Your instructions: Repeat, exactly and completely, the entries shown underneath.
------ Given records
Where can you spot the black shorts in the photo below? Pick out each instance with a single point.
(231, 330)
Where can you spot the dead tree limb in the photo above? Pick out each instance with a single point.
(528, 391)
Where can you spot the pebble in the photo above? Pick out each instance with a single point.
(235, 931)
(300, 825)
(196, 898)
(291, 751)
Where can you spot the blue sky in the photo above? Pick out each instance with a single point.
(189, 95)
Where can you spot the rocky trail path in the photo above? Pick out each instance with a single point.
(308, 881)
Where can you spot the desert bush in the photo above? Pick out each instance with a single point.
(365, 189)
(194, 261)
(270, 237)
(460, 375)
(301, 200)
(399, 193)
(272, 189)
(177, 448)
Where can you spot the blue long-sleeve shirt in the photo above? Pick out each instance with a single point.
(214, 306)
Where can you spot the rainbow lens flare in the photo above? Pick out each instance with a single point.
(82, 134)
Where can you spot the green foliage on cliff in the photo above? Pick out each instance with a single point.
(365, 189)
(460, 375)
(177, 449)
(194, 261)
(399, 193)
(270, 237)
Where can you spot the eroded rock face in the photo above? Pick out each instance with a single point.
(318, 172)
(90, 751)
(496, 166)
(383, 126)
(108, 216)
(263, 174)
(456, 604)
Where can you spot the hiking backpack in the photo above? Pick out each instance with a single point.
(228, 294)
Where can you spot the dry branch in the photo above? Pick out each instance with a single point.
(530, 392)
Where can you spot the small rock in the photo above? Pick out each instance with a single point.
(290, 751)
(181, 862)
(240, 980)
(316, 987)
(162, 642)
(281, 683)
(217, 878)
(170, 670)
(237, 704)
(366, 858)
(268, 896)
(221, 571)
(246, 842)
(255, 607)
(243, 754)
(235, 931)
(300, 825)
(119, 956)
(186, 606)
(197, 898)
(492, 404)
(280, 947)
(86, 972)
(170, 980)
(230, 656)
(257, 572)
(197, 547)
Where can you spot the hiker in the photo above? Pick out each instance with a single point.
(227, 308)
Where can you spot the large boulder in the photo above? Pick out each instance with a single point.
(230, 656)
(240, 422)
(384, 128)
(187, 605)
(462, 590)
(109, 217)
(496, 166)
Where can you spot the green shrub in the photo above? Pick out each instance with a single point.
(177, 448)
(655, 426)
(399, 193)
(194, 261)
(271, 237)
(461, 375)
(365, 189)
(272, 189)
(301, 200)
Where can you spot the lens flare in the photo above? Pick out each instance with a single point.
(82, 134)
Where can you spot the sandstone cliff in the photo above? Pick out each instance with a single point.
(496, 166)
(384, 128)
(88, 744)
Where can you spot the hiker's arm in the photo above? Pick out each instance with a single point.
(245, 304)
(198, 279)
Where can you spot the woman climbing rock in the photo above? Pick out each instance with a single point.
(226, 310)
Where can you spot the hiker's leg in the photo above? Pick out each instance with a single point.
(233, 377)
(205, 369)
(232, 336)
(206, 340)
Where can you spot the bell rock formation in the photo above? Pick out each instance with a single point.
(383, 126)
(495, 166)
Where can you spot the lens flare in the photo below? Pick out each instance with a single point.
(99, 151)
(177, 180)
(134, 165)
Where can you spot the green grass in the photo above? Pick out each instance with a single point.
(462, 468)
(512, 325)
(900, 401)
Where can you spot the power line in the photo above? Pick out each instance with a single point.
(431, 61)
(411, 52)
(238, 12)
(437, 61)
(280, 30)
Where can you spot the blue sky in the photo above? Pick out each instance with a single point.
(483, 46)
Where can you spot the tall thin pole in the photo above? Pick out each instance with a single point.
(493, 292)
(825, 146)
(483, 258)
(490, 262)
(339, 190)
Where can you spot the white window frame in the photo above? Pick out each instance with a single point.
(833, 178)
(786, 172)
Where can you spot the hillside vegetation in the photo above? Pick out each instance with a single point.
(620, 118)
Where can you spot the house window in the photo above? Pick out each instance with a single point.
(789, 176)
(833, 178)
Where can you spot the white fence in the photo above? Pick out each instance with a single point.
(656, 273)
------------
Response to this task:
Where can you spot the black shorts in the photo below? Pick out each instance with a single point.
(231, 330)
Where can you spot the dead tree limb in the photo above? Pick out each instance with a single point.
(528, 391)
Where can you spot the pebble in the photo above? Pick out each instance with a single point.
(235, 931)
(300, 825)
(196, 898)
(291, 751)
Where can you spot the blue sky in the photo above? Pick out each instance with a single point.
(189, 95)
Where can you spot the rocky trail path in the photo above? Pick out each instance with a single point.
(308, 881)
Where can you spot the desert bush in the photo above? Pick out each instance with a single point.
(365, 189)
(194, 261)
(270, 237)
(460, 375)
(301, 200)
(399, 193)
(272, 189)
(177, 448)
Where can you spot the blue long-sleeve shirt in the photo above? Pick out each instance with a single point.
(214, 306)
Where can you spot the rainbow lens flare in the photo above? Pick out each instance with a single point.
(82, 134)
Where can you spot the green foliage on cliff in the photo above? Pick out each instance with a single point.
(365, 189)
(460, 375)
(177, 449)
(194, 261)
(399, 193)
(270, 237)
Where can you spot the eroded rock face in the photo above? Pick out each instance with a single point.
(318, 172)
(90, 751)
(496, 166)
(383, 126)
(108, 216)
(263, 174)
(456, 604)
Where can you spot the hiking backpack in the photo above? Pick out each instance with a single point.
(228, 294)
Where can you spot the dry branch in the photo above? Pick out each instance with a single point.
(530, 392)
Where can you spot the small rock in the photo above? Pick out each instance with a single point.
(290, 751)
(181, 862)
(240, 980)
(316, 987)
(162, 642)
(281, 683)
(217, 878)
(170, 670)
(237, 704)
(366, 858)
(268, 896)
(221, 571)
(246, 842)
(255, 607)
(243, 754)
(235, 931)
(300, 825)
(119, 956)
(186, 606)
(197, 898)
(492, 404)
(280, 947)
(86, 972)
(170, 980)
(230, 656)
(257, 572)
(197, 547)
Where can you spot the hiker in the photo above? Pick out each instance with a single point.
(227, 308)
Where can you spot the large boulder in the photo above? Pick out each instance with a single point.
(230, 656)
(240, 422)
(384, 128)
(187, 605)
(462, 590)
(109, 217)
(496, 166)
Where can you spot the green shrub in the photo above? Pick out each instance with a single point.
(177, 448)
(655, 426)
(399, 193)
(194, 261)
(271, 237)
(461, 375)
(365, 189)
(272, 189)
(301, 200)
Where can you spot the lens flare in the photo above? Pick out each instance with a single point.
(82, 134)
Where can you spot the sandstone cliff in the photo above? Pick out each instance with a single point.
(496, 166)
(384, 128)
(88, 744)
Where can you spot the hiker's arm in the photo above? Pick out each instance with a single point.
(245, 304)
(198, 279)
Where can you spot the woman climbing rock in the photo above? Pick out each instance with a single point.
(226, 310)
Where can you spot the hiker's leg in the photo above? Pick out each instance with a single point.
(233, 377)
(205, 369)
(232, 336)
(206, 340)
Where can you spot the bell rock formation in the photo above? Pick out each instance with a single point.
(383, 126)
(495, 166)
Where can you spot the lens flare in the photo below? Pick out each instance with a single point.
(99, 151)
(177, 180)
(134, 165)
Where can you spot the green grass in the photo above? Pick out each instance with a single point.
(462, 468)
(512, 325)
(900, 401)
Where can you spot the power line in the photo above? Pick out each instance with a single point.
(431, 61)
(411, 52)
(238, 12)
(437, 61)
(280, 30)
Where can you spot the blue sky in the photo above? Pick out each instance with a single point.
(483, 46)
Where can you spot the tall thin pole in the photo above? Pick out each instance with a single point.
(493, 292)
(825, 146)
(483, 258)
(490, 262)
(339, 190)
Where can you spot the white window frame in the photo above? Pick out each instance with a single point.
(833, 178)
(786, 172)
Where can you spot the hillside vegetation in the photo above? Pick out each instance with a single point.
(620, 118)
Where can you spot the house window in the photo above? Pick out each instance with a single point.
(789, 176)
(833, 178)
Where can you spot the white fence in the photo above? Pick out each instance with a single point.
(656, 273)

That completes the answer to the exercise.